▶ _TASK OBJECTIVE_:
Reproduce the listing below in its entirety. Change nothing.

─── INFORMATION SHOWN ───

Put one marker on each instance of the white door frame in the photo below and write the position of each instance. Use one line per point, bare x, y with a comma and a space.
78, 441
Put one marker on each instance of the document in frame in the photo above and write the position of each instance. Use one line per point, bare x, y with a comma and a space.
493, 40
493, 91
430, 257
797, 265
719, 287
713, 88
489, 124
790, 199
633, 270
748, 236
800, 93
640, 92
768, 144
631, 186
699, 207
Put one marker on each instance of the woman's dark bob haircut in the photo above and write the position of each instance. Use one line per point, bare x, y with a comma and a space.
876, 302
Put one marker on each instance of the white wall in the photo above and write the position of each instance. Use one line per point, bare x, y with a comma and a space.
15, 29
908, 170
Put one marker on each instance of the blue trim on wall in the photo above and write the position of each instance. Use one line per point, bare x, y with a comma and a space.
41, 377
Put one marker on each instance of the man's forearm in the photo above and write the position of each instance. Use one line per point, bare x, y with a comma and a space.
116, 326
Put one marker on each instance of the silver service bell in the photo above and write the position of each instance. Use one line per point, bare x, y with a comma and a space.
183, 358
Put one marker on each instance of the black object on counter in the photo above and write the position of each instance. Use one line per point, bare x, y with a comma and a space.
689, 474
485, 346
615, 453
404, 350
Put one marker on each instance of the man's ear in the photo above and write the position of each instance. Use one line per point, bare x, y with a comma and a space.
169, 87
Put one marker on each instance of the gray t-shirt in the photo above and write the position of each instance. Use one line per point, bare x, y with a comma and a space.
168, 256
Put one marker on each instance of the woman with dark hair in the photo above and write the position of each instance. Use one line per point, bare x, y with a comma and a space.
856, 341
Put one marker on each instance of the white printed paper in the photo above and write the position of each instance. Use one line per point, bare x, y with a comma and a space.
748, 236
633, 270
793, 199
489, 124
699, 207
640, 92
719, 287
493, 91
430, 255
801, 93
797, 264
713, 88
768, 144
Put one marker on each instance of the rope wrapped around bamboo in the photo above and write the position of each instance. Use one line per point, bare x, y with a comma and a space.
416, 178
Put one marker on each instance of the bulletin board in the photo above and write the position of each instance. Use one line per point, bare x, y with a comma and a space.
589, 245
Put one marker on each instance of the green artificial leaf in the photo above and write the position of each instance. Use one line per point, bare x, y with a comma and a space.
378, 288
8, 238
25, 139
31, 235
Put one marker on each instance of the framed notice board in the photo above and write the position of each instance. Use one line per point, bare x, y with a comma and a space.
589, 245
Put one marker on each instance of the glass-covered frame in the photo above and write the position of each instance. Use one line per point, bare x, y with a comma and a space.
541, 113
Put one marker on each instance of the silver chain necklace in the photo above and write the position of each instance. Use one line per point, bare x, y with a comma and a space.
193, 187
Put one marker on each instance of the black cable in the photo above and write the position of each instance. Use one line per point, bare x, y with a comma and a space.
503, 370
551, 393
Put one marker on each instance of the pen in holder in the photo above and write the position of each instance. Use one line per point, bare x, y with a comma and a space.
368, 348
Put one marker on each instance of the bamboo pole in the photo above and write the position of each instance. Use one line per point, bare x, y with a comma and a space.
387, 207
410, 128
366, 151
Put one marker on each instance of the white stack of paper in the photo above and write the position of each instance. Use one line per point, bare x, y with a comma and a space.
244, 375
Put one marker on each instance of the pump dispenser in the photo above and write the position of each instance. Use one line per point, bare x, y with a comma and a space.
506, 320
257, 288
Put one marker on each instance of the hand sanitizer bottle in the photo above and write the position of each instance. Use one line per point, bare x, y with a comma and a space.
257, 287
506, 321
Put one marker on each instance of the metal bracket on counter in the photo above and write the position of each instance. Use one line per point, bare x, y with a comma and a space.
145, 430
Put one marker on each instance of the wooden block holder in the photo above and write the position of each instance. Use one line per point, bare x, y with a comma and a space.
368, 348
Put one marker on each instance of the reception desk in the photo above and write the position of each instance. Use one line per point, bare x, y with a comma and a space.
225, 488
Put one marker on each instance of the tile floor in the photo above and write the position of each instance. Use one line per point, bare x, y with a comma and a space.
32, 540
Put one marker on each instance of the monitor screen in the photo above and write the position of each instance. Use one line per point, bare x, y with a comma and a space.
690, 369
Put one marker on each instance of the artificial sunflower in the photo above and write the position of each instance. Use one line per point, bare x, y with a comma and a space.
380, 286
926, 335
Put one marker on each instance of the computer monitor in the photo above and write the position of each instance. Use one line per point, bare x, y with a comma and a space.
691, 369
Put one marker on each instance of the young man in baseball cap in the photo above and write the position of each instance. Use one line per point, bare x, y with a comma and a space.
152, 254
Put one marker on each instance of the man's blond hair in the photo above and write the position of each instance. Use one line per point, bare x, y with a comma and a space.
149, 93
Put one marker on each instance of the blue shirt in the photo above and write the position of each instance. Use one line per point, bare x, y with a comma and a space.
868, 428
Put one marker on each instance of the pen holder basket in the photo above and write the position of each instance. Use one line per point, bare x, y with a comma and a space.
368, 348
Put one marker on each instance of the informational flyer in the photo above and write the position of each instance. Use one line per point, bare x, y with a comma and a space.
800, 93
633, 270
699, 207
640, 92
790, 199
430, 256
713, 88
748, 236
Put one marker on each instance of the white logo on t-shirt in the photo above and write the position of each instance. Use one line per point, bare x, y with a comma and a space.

───

▶ _WRITTEN SOLUTION_:
Put one marker on each instance of the white door frame in the photo below and write the position of each instance. Use one line per point, bare x, y with a comma and a space.
78, 441
Put one marker on each instance of the document in frame in the photo above and write the position of each instance. Use one line per point, bare x, y with a comma and a space.
493, 40
493, 91
430, 257
797, 265
719, 287
713, 88
489, 124
790, 199
633, 270
748, 236
800, 93
640, 92
768, 144
631, 186
699, 207
Put one marker on each instance of the woman's dark bob haircut in the photo above and write the position of each instance. Use one line per point, bare x, y with a comma and a space.
876, 302
Put one marker on each instance of the white wall in the photo above and write the position of each instance. Use one line per point, bare x, y with a comma and a space.
15, 29
908, 170
Put one marker on each instance of the blue trim on wall in the photo above and write the position of each instance. Use one line per point, bare x, y with a comma and a space.
41, 377
Put one marker on each instance of the man's forearm in the photo above and write the position of each instance. Use one line per point, bare x, y with a comma and a space.
116, 326
Put one marker on each instance of the silver service bell in the photo above and write the position of each instance. Use one line per point, bare x, y with a comma and a space.
183, 358
Put one marker on each instance of the black object on counter in the photo above and write the position of each instance. Use one line per point, bare x, y with a comma and a space.
689, 474
485, 346
615, 453
404, 350
Put one marker on each instance of the man's ear in the photo above and write the position of each instance. Use one line per point, bare x, y with a comma and a space.
169, 87
Put one marker on each instance of the gray t-shirt in the photo above and write the position of each instance. Use one line per point, bare x, y with a comma and a space.
168, 256
Put one marker on each instance of the woman with dark hair in the photo above and write the position of each instance. Use one line per point, bare x, y with a comma and a space.
856, 341
Put one marker on each instance of the white printed paper in the photo above and write the position of each instance. Use one line per point, bare x, y with a comma and a space.
748, 236
633, 270
793, 199
489, 124
699, 207
640, 92
719, 287
493, 91
430, 255
801, 93
797, 264
713, 88
768, 144
Put one marker on each instance of the rope wrapped around bamboo in the photo above and write the position of each instance. Use one line per point, bare x, y with a comma and a space.
416, 178
Put one marker on each instance of the bulletin board in the photo above and write the position of each instance. Use one line per point, bare x, y with a comma and a space.
589, 245
Put one marker on each instance of the green artificial leaf in the photo above and write the position of each instance. Use one line per point, bare x, y with a comma and a space.
378, 288
8, 238
25, 139
31, 235
Put one marker on each instance of the framed notice board in the photo above and write the position of each instance. Use one line per point, bare x, y with a comma and a space.
589, 245
Put one marker on each instance of the glass-covered frame in the photo above and write the position of each instance. Use one line per point, bare x, y with a comma and a space.
541, 113
Put one marker on each instance of the silver chain necklace in the photo above and write the position of each instance. Use one line per point, bare x, y with a comma and a space.
193, 187
Put one marker on each instance of the black cable in the photo above and write the position of each instance. Use one line per point, bare x, y with a comma and a space.
503, 370
551, 393
Put one marker on each instance of the pen in holder in the photo above and write the position of each instance. Use one line per point, bare x, y with a comma and a space.
368, 348
Put one marker on each instance of the bamboo pole in the photo above and write the position of each instance. Use one line per point, bare x, y with a comma and a space.
387, 207
410, 128
366, 151
Put one marker on each instance of the white stack of paper in the photo above and write the position of each instance. Use one line per point, bare x, y with a comma and a space.
244, 375
Put one marker on each instance of the pump dispenser in the photo above and write the position of each instance. Use one line per point, bare x, y with a comma and a space.
506, 320
257, 288
Put one marker on each instance of the hand sanitizer bottle in the photo above and write the position of each instance. Use one line per point, bare x, y with a comma and a space.
257, 287
506, 321
Put one marker on each instance of the metal bracket on counter in the photo above and write the position of each instance. Use one line per point, bare x, y with a comma and a space.
145, 430
Put one marker on each instance of the wooden block holder in the photo above and write the position of each instance. Use one line per point, bare x, y with a comma and a space.
368, 348
Put one marker on each instance of the reception desk in the photo above and write the position of each instance. Use one line per point, bare x, y with a comma and a space.
225, 488
Put one marker on each instance of the tile floor in the photo above and write the position of each instance. Use one line per point, bare x, y with a comma and a space.
32, 540
Put one marker on each instance of the monitor screen in the photo above and write the position of each instance. Use one line per point, bare x, y with a comma and a space.
690, 369
Put one marker on each instance of the artificial sunflower in the photo above and write the position of each instance. Use one line per point, bare x, y with a comma and a space.
380, 286
926, 335
Put one marker on each instance of the computer monitor in the photo above and write the position of each instance. Use one line per point, bare x, y with a comma and a space.
691, 369
Put one marker on each instance of the young man in baseball cap in the photo above and write the position of each instance. Use one line per point, bare x, y with a comma and a space.
152, 254
Put one marker on each instance of the man's blond hair in the photo above and write the position of each instance. Use one line per point, bare x, y with a comma and a space.
149, 93
Put one marker on each instance of the blue shirt in the photo above and write the position of each instance. Use one line per point, bare x, y with a comma and a space.
868, 428
Put one marker on each instance of the pen holder basket in the photo above and write the position of each instance. Use one line per point, bare x, y with a comma and a space.
368, 348
Put one marker on each instance of the informational flyer in the photo above and write the position of each instance. Use one line per point, bare x, y with a comma and a space.
800, 93
633, 270
699, 207
640, 92
790, 199
430, 256
713, 88
748, 236
Put one marker on each instance of the white logo on t-shirt in the photo above and write the position of each instance. Use one line per point, bare x, y with a comma and a space.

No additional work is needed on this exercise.